## Record extracts
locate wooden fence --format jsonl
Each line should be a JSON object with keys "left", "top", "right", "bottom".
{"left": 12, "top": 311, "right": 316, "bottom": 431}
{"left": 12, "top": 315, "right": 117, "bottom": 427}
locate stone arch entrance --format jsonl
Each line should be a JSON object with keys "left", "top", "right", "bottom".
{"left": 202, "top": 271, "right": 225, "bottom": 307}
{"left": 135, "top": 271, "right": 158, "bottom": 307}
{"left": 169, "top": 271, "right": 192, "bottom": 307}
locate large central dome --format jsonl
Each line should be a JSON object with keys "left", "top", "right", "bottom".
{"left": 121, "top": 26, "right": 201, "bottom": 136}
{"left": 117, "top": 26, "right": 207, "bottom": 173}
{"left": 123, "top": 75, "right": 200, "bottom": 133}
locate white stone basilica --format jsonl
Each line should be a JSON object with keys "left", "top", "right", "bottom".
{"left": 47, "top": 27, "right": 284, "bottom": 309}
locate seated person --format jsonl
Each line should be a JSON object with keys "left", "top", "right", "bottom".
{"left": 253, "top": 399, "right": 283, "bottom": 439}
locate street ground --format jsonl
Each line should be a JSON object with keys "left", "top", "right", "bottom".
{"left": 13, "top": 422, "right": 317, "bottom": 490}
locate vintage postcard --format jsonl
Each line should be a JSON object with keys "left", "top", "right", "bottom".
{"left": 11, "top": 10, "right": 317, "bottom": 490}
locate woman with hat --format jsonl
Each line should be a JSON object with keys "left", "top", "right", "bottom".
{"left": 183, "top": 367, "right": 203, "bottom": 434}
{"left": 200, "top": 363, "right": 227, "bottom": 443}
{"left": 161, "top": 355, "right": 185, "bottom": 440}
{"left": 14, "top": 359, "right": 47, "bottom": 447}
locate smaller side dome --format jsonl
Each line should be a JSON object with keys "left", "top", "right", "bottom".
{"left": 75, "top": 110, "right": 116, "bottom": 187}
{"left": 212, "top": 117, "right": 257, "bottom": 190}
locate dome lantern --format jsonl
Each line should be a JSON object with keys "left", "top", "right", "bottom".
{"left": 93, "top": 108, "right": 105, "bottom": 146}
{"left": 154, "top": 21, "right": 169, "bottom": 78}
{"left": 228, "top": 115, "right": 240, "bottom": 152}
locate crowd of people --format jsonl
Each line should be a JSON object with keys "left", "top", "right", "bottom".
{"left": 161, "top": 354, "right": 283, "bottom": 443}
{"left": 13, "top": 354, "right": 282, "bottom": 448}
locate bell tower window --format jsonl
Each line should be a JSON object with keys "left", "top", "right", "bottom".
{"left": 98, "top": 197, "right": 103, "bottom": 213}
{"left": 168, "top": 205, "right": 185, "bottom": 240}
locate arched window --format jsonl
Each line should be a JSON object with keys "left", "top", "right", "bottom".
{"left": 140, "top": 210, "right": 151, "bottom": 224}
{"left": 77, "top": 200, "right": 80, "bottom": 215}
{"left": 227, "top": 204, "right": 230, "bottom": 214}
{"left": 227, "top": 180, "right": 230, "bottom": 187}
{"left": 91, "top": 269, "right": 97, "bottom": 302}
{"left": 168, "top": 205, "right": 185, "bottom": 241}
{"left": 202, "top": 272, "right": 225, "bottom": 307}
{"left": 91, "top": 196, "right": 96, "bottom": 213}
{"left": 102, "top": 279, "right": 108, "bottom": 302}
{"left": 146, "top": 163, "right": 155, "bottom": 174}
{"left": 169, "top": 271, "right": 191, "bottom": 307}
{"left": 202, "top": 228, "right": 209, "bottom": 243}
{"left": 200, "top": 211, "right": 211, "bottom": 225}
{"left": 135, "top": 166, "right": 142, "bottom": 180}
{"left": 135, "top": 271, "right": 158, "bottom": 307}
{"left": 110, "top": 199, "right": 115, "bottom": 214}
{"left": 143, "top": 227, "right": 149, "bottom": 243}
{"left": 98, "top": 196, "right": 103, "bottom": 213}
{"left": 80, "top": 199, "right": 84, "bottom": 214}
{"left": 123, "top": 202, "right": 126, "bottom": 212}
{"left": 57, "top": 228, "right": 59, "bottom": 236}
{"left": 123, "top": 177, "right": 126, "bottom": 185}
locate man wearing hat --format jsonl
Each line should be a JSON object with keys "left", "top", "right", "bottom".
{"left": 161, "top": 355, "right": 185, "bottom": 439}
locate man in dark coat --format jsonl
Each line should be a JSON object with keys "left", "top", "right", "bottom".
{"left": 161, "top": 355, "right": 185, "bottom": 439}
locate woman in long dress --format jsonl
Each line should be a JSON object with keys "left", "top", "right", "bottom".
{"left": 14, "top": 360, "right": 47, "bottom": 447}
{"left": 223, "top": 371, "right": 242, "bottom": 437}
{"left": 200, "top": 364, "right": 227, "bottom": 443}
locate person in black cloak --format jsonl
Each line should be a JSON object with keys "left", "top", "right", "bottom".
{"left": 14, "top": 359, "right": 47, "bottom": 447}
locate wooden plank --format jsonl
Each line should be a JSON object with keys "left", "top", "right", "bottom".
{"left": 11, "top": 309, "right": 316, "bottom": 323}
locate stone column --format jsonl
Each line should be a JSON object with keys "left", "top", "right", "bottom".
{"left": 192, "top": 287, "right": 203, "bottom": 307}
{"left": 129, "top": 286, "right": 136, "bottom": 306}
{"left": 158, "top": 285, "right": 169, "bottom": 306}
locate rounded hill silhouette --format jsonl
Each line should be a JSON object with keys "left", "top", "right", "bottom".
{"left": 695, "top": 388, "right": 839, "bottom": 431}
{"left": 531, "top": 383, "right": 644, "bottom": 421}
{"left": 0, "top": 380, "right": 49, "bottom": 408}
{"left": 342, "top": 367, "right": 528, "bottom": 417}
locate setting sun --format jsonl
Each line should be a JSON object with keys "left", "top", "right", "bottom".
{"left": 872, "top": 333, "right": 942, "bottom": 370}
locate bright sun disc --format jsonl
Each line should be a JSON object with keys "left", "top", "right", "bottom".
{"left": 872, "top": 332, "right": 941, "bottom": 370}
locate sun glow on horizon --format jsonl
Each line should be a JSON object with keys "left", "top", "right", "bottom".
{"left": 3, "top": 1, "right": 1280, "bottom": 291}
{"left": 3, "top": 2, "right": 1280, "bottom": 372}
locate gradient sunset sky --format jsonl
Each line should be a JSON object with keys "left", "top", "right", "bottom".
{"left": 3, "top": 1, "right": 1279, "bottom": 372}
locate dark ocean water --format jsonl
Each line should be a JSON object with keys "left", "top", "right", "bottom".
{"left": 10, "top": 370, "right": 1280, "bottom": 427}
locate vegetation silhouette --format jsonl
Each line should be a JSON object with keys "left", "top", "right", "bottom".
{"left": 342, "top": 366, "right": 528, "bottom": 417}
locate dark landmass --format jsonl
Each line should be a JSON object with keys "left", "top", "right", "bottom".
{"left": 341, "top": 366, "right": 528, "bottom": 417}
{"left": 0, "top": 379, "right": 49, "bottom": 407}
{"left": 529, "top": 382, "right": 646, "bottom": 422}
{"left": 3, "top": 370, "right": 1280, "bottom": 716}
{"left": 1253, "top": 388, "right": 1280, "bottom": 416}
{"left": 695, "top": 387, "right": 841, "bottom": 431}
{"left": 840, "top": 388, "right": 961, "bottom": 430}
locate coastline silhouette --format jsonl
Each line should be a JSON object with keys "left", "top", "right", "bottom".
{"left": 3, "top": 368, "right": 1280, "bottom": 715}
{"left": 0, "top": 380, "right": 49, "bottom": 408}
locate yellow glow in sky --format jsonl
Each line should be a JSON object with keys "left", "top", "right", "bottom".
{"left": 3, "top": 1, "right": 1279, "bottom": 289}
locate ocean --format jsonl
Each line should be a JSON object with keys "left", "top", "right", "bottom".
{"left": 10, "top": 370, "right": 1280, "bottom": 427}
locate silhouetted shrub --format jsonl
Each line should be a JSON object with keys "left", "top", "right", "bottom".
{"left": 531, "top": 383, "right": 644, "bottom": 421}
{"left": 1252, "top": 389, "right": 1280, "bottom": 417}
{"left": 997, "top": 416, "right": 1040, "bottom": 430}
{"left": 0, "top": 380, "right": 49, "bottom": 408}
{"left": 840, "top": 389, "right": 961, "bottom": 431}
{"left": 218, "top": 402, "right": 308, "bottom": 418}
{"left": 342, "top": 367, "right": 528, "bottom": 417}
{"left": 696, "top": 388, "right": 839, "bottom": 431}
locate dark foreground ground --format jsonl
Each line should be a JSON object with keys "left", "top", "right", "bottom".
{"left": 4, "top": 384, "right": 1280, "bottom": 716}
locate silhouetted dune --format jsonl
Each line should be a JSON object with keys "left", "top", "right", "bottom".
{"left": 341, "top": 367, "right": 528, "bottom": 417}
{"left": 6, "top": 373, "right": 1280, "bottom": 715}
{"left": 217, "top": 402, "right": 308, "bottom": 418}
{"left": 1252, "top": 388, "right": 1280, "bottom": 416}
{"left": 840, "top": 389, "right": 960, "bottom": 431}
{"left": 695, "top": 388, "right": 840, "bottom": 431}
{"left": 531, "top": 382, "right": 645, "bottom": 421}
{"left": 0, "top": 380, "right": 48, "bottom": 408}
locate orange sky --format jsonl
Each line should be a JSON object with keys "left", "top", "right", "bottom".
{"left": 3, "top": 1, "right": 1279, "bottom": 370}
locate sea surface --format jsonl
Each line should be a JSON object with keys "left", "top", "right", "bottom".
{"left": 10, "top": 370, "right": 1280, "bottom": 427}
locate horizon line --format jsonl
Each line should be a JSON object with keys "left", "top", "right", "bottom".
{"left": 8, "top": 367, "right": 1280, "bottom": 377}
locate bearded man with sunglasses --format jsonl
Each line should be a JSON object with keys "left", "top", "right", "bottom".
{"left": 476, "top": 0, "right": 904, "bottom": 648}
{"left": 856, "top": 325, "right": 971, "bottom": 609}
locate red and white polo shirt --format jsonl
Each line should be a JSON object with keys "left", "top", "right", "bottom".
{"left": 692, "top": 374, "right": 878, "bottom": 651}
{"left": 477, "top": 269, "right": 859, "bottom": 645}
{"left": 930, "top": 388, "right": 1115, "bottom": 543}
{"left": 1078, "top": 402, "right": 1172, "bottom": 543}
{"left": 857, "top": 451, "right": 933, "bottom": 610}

## Required action
The answer is the records above restated word for word from their opening line through the line that holds "locate dome lantern --format jsonl", both included, and nothing else.

## Task response
locate wooden fence --format jsonl
Each line should be a JSON object with keys "left", "top", "right", "bottom".
{"left": 12, "top": 311, "right": 316, "bottom": 431}
{"left": 12, "top": 315, "right": 117, "bottom": 427}
locate stone arch entrance --format jsonl
Each line should be a JSON object with keys "left", "top", "right", "bottom".
{"left": 202, "top": 271, "right": 225, "bottom": 307}
{"left": 135, "top": 271, "right": 158, "bottom": 307}
{"left": 169, "top": 271, "right": 192, "bottom": 307}
locate large central dome --format jsonl
Each line should be a JSON object with keys "left", "top", "right", "bottom".
{"left": 121, "top": 26, "right": 201, "bottom": 136}
{"left": 117, "top": 26, "right": 207, "bottom": 173}
{"left": 123, "top": 75, "right": 200, "bottom": 133}
locate white stone basilica --format jsonl
Each line should be a JSON object with keys "left", "top", "right", "bottom".
{"left": 47, "top": 27, "right": 284, "bottom": 309}
locate seated person --format jsonl
Each line should be a JSON object with keys "left", "top", "right", "bottom".
{"left": 253, "top": 399, "right": 283, "bottom": 439}
locate street ground --format jsonl
Each line should be a JSON object with keys "left", "top", "right", "bottom".
{"left": 13, "top": 422, "right": 317, "bottom": 490}
locate vintage postcard --format jsonl
Each line should be a JSON object with keys "left", "top", "right", "bottom".
{"left": 11, "top": 10, "right": 317, "bottom": 490}
locate woman with hat --format jsonl
Each line should be a JSON object with keys "left", "top", "right", "bottom".
{"left": 183, "top": 367, "right": 203, "bottom": 434}
{"left": 200, "top": 363, "right": 227, "bottom": 443}
{"left": 161, "top": 355, "right": 185, "bottom": 440}
{"left": 14, "top": 359, "right": 47, "bottom": 447}
locate smaller side dome --format jsonl
Each line should be a JSON object with keys "left", "top", "right", "bottom".
{"left": 75, "top": 110, "right": 116, "bottom": 187}
{"left": 212, "top": 117, "right": 257, "bottom": 190}
locate dome lantern --format jsonl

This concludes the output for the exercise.